What you have to do – Check every line of the entries below for the word "light". Then give the number of lines that have it, with nothing added.

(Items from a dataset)
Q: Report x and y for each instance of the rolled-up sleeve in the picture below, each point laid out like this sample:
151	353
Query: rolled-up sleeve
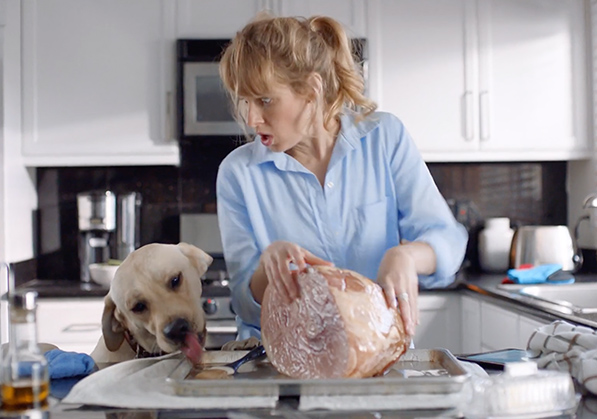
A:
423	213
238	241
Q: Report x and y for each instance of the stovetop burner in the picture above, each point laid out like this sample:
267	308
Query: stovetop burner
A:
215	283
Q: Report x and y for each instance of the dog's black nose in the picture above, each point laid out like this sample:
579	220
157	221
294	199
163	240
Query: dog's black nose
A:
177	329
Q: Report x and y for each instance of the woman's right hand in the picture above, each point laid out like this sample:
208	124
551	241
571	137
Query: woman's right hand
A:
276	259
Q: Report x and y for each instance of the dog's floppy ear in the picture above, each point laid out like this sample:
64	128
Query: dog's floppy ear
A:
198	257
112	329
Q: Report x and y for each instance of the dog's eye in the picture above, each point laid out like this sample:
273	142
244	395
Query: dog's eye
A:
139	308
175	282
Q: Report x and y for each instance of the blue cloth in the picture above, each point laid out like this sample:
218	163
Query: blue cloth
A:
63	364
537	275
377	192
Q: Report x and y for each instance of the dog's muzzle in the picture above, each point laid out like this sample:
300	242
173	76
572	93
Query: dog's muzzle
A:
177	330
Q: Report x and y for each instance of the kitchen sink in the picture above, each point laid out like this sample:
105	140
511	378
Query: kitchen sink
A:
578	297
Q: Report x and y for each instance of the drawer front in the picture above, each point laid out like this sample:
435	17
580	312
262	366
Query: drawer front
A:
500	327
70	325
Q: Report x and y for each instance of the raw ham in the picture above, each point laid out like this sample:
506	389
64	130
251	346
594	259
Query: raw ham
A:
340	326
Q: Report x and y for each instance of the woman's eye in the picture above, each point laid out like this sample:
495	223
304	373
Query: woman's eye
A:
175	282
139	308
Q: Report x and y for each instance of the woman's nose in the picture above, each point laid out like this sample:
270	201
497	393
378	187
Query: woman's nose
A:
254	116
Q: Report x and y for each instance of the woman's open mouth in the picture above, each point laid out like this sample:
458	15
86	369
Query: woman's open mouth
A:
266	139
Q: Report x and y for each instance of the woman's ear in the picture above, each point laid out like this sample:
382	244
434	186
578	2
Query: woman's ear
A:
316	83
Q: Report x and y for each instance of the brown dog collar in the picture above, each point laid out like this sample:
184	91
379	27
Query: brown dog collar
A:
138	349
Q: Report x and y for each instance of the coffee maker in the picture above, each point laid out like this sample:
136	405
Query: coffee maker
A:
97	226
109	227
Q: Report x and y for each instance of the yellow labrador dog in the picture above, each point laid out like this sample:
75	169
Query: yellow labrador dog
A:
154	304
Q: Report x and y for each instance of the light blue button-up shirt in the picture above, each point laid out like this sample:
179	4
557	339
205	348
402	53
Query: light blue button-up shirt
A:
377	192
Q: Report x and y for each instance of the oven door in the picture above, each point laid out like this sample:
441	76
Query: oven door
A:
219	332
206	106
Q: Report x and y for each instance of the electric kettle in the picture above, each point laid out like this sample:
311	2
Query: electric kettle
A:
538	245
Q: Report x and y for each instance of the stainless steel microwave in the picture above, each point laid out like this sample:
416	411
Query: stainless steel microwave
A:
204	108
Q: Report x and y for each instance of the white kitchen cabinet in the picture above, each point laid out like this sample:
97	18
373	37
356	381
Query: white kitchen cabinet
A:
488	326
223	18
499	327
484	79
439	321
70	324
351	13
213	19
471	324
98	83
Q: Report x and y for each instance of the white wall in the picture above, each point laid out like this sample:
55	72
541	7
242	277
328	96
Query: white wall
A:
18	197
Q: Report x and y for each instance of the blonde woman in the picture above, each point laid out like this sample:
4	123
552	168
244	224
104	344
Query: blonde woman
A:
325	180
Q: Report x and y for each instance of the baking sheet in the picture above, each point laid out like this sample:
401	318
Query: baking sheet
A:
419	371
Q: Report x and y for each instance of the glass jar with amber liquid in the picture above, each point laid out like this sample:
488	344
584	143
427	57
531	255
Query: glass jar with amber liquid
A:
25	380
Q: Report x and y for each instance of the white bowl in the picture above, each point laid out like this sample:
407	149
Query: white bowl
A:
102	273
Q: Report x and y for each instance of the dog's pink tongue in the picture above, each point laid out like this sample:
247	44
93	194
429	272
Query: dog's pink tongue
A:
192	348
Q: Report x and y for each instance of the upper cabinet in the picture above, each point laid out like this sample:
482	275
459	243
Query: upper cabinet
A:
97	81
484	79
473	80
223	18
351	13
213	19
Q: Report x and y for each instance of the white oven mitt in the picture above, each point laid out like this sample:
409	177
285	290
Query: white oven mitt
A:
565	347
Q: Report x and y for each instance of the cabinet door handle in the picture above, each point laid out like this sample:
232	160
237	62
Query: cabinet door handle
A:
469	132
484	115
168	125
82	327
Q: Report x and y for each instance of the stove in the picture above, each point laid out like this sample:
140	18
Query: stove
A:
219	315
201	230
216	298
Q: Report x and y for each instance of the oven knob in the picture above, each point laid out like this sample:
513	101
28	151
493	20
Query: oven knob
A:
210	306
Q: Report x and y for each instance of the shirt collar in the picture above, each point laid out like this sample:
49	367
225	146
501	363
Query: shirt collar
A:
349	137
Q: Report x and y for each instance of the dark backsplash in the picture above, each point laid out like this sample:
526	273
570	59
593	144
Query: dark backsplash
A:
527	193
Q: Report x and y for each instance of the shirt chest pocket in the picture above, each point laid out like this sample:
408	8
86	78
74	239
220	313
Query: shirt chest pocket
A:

Answer to the problem – 2